+++ INFORMATION GIVEN +++
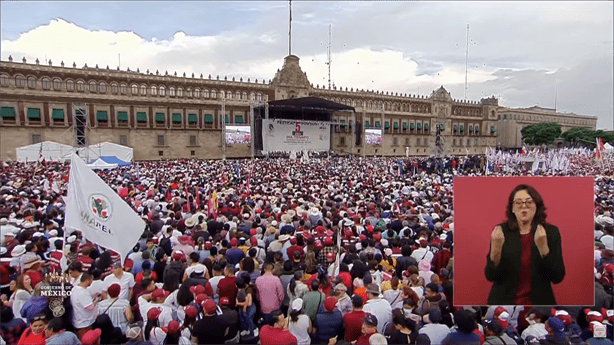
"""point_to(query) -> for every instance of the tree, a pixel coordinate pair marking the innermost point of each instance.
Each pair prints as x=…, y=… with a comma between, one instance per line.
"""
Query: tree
x=541, y=133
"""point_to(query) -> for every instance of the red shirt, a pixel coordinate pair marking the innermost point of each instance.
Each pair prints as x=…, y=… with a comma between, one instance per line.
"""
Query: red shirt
x=523, y=295
x=228, y=288
x=276, y=336
x=353, y=324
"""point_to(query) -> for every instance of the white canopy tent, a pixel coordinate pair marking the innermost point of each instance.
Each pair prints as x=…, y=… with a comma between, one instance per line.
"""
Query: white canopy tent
x=51, y=151
x=106, y=148
x=100, y=164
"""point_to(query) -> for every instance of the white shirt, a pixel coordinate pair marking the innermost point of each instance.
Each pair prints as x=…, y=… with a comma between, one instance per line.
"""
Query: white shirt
x=382, y=311
x=126, y=282
x=80, y=299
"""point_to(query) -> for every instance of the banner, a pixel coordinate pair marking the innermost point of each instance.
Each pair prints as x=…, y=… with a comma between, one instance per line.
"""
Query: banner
x=98, y=212
x=294, y=135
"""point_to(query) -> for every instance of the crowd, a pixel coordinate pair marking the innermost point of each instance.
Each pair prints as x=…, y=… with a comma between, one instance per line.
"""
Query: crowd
x=327, y=250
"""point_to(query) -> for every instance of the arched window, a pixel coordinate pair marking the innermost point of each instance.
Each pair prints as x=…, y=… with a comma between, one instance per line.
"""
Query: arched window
x=46, y=83
x=4, y=80
x=20, y=81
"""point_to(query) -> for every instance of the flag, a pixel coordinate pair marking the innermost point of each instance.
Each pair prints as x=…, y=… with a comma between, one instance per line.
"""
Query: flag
x=98, y=212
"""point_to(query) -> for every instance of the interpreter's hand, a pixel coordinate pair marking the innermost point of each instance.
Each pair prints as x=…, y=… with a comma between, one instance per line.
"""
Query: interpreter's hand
x=541, y=240
x=497, y=239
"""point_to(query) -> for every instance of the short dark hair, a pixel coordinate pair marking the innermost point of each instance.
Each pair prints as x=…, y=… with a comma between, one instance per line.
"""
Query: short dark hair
x=55, y=325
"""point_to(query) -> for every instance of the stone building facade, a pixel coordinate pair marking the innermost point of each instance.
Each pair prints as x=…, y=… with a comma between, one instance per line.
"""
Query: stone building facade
x=170, y=116
x=513, y=120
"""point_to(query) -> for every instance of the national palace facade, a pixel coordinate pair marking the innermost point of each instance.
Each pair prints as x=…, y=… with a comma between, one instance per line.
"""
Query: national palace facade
x=164, y=116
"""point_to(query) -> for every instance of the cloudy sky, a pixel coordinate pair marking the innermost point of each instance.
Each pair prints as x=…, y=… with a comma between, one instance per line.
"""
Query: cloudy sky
x=521, y=52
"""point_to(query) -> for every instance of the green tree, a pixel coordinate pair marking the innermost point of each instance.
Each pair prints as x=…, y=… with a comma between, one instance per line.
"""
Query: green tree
x=541, y=133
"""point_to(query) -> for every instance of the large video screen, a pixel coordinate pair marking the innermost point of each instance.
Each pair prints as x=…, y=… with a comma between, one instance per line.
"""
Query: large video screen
x=293, y=135
x=238, y=135
x=373, y=136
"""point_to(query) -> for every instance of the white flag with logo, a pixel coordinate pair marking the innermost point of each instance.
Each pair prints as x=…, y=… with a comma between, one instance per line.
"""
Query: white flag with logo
x=98, y=212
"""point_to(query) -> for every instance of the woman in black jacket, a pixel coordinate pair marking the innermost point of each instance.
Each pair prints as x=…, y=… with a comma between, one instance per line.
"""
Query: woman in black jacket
x=525, y=256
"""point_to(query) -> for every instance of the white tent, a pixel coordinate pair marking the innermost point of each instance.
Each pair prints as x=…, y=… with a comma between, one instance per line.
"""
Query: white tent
x=106, y=148
x=51, y=151
x=100, y=164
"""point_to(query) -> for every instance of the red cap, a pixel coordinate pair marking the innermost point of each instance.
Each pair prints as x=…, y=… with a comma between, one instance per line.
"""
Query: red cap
x=159, y=293
x=153, y=313
x=191, y=311
x=209, y=306
x=91, y=337
x=329, y=303
x=197, y=289
x=328, y=241
x=173, y=327
x=200, y=298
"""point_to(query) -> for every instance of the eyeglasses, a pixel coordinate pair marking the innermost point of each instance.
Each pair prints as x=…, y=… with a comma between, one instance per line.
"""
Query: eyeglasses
x=528, y=203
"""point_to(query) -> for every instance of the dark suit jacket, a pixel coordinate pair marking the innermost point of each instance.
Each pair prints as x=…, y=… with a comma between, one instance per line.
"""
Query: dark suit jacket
x=544, y=271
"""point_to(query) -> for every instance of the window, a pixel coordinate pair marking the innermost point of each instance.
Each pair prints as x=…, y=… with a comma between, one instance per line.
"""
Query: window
x=46, y=84
x=20, y=81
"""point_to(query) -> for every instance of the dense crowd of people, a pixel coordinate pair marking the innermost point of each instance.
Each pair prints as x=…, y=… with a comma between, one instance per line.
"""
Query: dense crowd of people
x=324, y=250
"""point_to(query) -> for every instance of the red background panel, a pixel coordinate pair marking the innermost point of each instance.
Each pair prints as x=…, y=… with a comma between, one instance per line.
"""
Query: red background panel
x=479, y=205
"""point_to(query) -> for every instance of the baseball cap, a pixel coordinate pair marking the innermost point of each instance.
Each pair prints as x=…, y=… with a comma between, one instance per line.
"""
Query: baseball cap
x=370, y=320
+++
→ **WORK TASK**
Print verbatim every line above, apart from the pictures.

→ **SOLUTION FOR THIS TASK**
"""point_to(query) -> for every instance of the tree, a pixel coordinate pair marking the innermost point of each instance.
Each pair prints as x=…, y=… with a comma between, one instance per line.
"""
Query: tree
x=541, y=133
"""point_to(query) -> for every instance of the red shirt, a pixel coordinate pair marking the innermost point of each instance.
Each pair prints as x=…, y=… with a comma between, one instance per line.
"""
Query: red shirt
x=523, y=295
x=228, y=288
x=276, y=336
x=353, y=324
"""point_to(query) -> for every instance of the white canopy tent, a pixel coordinate pair marking the innermost point of each instance.
Each pair prints as x=…, y=… with a comma between, one instance per line.
"""
Query: white canopy tent
x=51, y=151
x=106, y=148
x=100, y=164
"""point_to(query) -> for every instance of the white shirt, a pixel coordinate pair marking the innermost point of each instance.
Each pair prints as x=…, y=… with a comma between, one instance per line.
"""
Query: white shirt
x=382, y=311
x=126, y=282
x=80, y=299
"""point_to(query) -> for every instance of the banner, a pixel coordinate pair marking the innermost point of each instance.
Each pair prints as x=…, y=… with a comma between, one instance per line.
"""
Query: banner
x=98, y=212
x=294, y=135
"""point_to(query) -> for every instance of the crowd, a pixel coordinate pair marking the innermost point of each instance.
Each pair prints as x=…, y=… with a comma between, one instance per line.
"""
Query: crowd
x=327, y=250
"""point_to(query) -> for every instance of the arched window, a pixel coordinate pair marking the innermost point of each instance.
Each pair prints as x=…, y=… with a comma between, one instance per line.
"""
Query: arched window
x=46, y=83
x=4, y=80
x=20, y=81
"""point_to(query) -> for every instance of the flag, a pixel coordinate pair marking the innermost point of each instance.
Each pair prints as x=…, y=… with a comma between, one instance per line.
"""
Query: flag
x=98, y=212
"""point_to(query) -> for every instance of the interpreter's hand, a pixel coordinate pair marking the innermost point of each instance.
Each pair prints as x=…, y=… with a comma between, one instance per line.
"""
Query: interpreter's hand
x=541, y=240
x=497, y=239
"""point_to(query) -> for every instance of the short dark hair, a pixel coordinate pair marking the innermost point of each instance.
Each pair prints as x=…, y=… with a comma between, one instance per line.
"""
Query: short dark hair
x=55, y=325
"""point_to(query) -> for every instance of the stone building facade, a pixel coordinate pair marking the innermost point of each instance.
Each pair prints as x=…, y=… with a comma between, one instance per line.
"""
Query: stone building facade
x=170, y=116
x=513, y=120
"""point_to(query) -> for every instance of the national palace facade, a pixel coordinate pair marking the innermost point of each instance.
Each pair prints as x=…, y=… with a comma between, one instance per line.
"""
Query: national palace facade
x=164, y=116
"""point_to(query) -> for every instance of the cloudy sky, a pixel coordinate pair marking the innermost point of each instance.
Each pair prints as x=…, y=… with a comma between, one instance per line.
"""
Query: cloudy sky
x=521, y=52
"""point_to(query) -> for every instance of the green tree, a pixel coordinate pair marking the innermost point of each instance.
Each pair prints as x=…, y=… with a comma between, one instance per line.
"""
Query: green tree
x=541, y=133
"""point_to(query) -> for every instance of the large video screen, a pixel coordinate pair marking the innermost point of each instance.
Each pair prints as x=…, y=… with a comma between, one instance per line.
"""
Query: large video screen
x=293, y=135
x=238, y=135
x=373, y=136
"""point_to(query) -> for every instance of the white flag with logo, a pixel coordinate pair marking the innermost point of each instance.
Each pair prints as x=…, y=… with a comma between, one instance per line.
"""
Query: white flag with logo
x=98, y=212
"""point_to(query) -> for every instance of the woman in black jacket, a pixel coordinate pair marking the innermost point of each instance.
Each pair prints as x=…, y=… with a comma between, one instance per line.
"""
Query: woman in black jacket
x=525, y=256
"""point_to(query) -> for every instance of the white tent, a pixel coordinate pair marking the innermost point of each instance.
Each pair prints as x=…, y=… with a comma between, one instance per line.
"""
Query: white tent
x=106, y=148
x=51, y=151
x=100, y=164
"""point_to(query) -> for every instance of the red cap, a pixel coordinate pair marking the innermost point of each instance.
Each pair prints as x=…, y=… with a comma between, one instance per line.
"""
Query: red cap
x=159, y=293
x=153, y=313
x=191, y=311
x=209, y=306
x=91, y=337
x=329, y=303
x=197, y=289
x=328, y=241
x=173, y=327
x=200, y=298
"""point_to(query) -> for every instance of the eyeglasses, a pixel coordinate pair marking the innermost point of each instance.
Each pair prints as x=…, y=… with a comma between, one instance per line.
"""
Query: eyeglasses
x=528, y=203
"""point_to(query) -> for every instance of the dark suit jacket, a pixel coordinate pair marking the innermost point of each instance.
Each pair prints as x=…, y=… with a comma between, one instance per line.
"""
Query: dark suit jacket
x=544, y=271
"""point_to(query) -> for every instance of the window, a pixel coordinate pair marking the innermost point of each instance.
Each pair prints as x=…, y=… with a comma between, one instance per line.
"""
Query: window
x=46, y=84
x=20, y=81
"""point_to(query) -> for every instance of the dense crowd of people, a pixel coordinate pair marking the innermost point of each instance.
Each pair prints as x=…, y=… with a comma between, one instance per line.
"""
Query: dense crowd of people
x=324, y=250
"""point_to(query) -> for every instance of the red background panel, a pixel coordinate pair marking the innermost point of each instance.
Each pair prints as x=…, y=… with a comma between, one instance per line.
"""
Query: red background panel
x=479, y=205
"""point_to(query) -> for every instance of the baseball cap, a pixel coordinate pair marking the innermost point of each instance.
Each pair prints as x=…, y=… with a comma between, one instance per line.
"""
Query: baseball cap
x=370, y=320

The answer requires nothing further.